Coordinate annotation entries

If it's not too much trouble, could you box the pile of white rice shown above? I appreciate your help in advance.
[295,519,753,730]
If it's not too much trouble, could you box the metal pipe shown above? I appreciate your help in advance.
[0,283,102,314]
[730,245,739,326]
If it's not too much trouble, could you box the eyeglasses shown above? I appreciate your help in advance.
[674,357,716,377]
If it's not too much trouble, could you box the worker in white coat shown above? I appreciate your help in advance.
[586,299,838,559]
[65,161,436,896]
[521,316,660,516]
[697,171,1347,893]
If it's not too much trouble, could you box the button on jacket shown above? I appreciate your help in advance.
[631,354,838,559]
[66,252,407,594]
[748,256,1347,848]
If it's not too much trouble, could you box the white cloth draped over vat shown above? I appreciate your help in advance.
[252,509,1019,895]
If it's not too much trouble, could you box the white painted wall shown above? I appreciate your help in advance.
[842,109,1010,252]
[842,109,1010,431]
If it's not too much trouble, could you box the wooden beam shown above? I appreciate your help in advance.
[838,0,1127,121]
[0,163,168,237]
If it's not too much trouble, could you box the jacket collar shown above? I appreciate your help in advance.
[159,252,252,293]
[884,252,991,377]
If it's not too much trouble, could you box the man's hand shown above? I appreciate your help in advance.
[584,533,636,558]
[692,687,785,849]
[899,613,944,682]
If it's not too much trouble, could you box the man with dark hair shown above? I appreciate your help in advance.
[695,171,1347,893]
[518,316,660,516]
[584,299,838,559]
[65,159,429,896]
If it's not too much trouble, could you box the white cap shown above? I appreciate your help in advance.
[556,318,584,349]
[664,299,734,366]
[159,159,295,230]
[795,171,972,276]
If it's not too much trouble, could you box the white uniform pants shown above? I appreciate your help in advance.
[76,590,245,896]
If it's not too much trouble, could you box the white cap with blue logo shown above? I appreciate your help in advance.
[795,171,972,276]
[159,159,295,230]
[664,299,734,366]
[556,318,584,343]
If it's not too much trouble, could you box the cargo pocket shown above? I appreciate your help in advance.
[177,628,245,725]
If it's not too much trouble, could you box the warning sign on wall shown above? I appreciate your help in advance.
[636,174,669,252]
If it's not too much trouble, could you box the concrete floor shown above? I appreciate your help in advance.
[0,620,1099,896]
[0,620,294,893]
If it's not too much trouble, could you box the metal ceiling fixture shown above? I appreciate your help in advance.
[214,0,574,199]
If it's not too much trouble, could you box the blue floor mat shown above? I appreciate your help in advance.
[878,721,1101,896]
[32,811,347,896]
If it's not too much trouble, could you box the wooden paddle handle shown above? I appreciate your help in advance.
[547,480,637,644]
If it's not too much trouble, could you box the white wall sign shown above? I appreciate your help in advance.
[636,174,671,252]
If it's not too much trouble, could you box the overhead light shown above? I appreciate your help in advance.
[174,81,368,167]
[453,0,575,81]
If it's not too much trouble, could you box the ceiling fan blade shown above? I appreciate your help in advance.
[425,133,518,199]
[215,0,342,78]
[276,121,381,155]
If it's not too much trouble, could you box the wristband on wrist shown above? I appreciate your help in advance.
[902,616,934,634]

Given task - Pull out each of the items above and copy them over line for line, with no changes.

Output of the exercise -
If it's not too much trouble, could you box the pile of white rice shown above? I appreciate your help in advance.
[295,519,753,730]
If it's not too much trouble, could you box the metal pipe shown above? I appreciate your help in advance.
[0,283,102,314]
[730,245,739,326]
If it's not too much trouble, could you box the eyeglasses shown above? I appreciate your help in advance.
[674,357,716,377]
If it's not too much trouble, could you box the worker in white coat shown above? I appreciate your help in advance.
[586,299,838,559]
[65,161,436,896]
[521,316,660,516]
[697,171,1347,893]
If it's not too much trouble, could you box the button on jacket shown above? I appreciate your help in advance.
[631,354,838,559]
[66,252,407,594]
[748,256,1347,848]
If it's not too much trouble, could you box the white cloth draped over vat shown above? I appreciate your help in advance.
[252,509,1019,895]
If it's not too much trouble, could you box the white painted wall shown above? I appreciate your help in advance.
[842,109,1010,252]
[842,109,1010,431]
If it's not too much trouble, could you box the wooden beam shown above? I appreciate your help in advance.
[838,0,1127,121]
[0,163,168,237]
If it's not too much trouble, could you box the jacket collar shown above? I appreciate your help in advance.
[159,252,252,293]
[884,252,991,377]
If it's not too much trouble, could you box the man's hand shown above? I appreciate your help in advance.
[584,533,636,558]
[692,687,785,849]
[899,613,944,682]
If it's not too much trouble, could you box the man with dark hair shown above? I appreciate your help in advance.
[695,171,1347,893]
[518,316,660,516]
[584,299,838,559]
[65,159,429,896]
If it's not too much trouble, could you box the white cap shown above? I appreciate your help in advance.
[556,318,584,349]
[664,299,734,366]
[159,159,295,230]
[795,171,972,276]
If it's not too much trouble, could you box the white uniform pants shown above? I appreciate your help in advance.
[76,590,245,896]
If it's not too much trouble, could you box the white cap with blue logo shown above? I appreciate your help in advance.
[795,171,972,276]
[159,159,295,230]
[664,299,734,366]
[556,318,584,343]
If it's not too much trouble, could you box the cargo pocket shown above? I appreciate your help in advance.
[177,628,245,725]
If it's not too much trouble, could you box the warning sign on wall shown above? I appreciate your help in advance.
[636,174,669,252]
If it's not too much trouble, could you box the concrete floor shown above? I appreciate your help in advance.
[0,620,1099,896]
[0,620,294,893]
If it's not too much trouble, could you box the metal ceiling fixture shown above? I appreciate your help in advance.
[214,0,574,199]
If it's not too much trouble, could you box the blue floor mat shown above? I appreciate your help in advance.
[878,721,1101,896]
[32,811,347,896]
If it's not too much trouble, could you box the wooden paddle handle shown above? I appreciate your help in advance.
[547,480,637,644]
If it's not too much trouble, could you box the white wall sign shown above? I appreciate your help in advance.
[636,174,671,252]
If it's not too much trouble, could you box the overhead light shown above? I appreciate your help in advance.
[174,81,368,167]
[453,0,575,81]
If it's not too much trouble, could you box the ceiling fan blade shown above? I appreciate your help in advance.
[425,133,518,199]
[215,0,342,78]
[276,121,381,155]
If it's not too much trouble, could you box the wristband on wrist shown above? I appreciate your help in advance.
[902,616,934,634]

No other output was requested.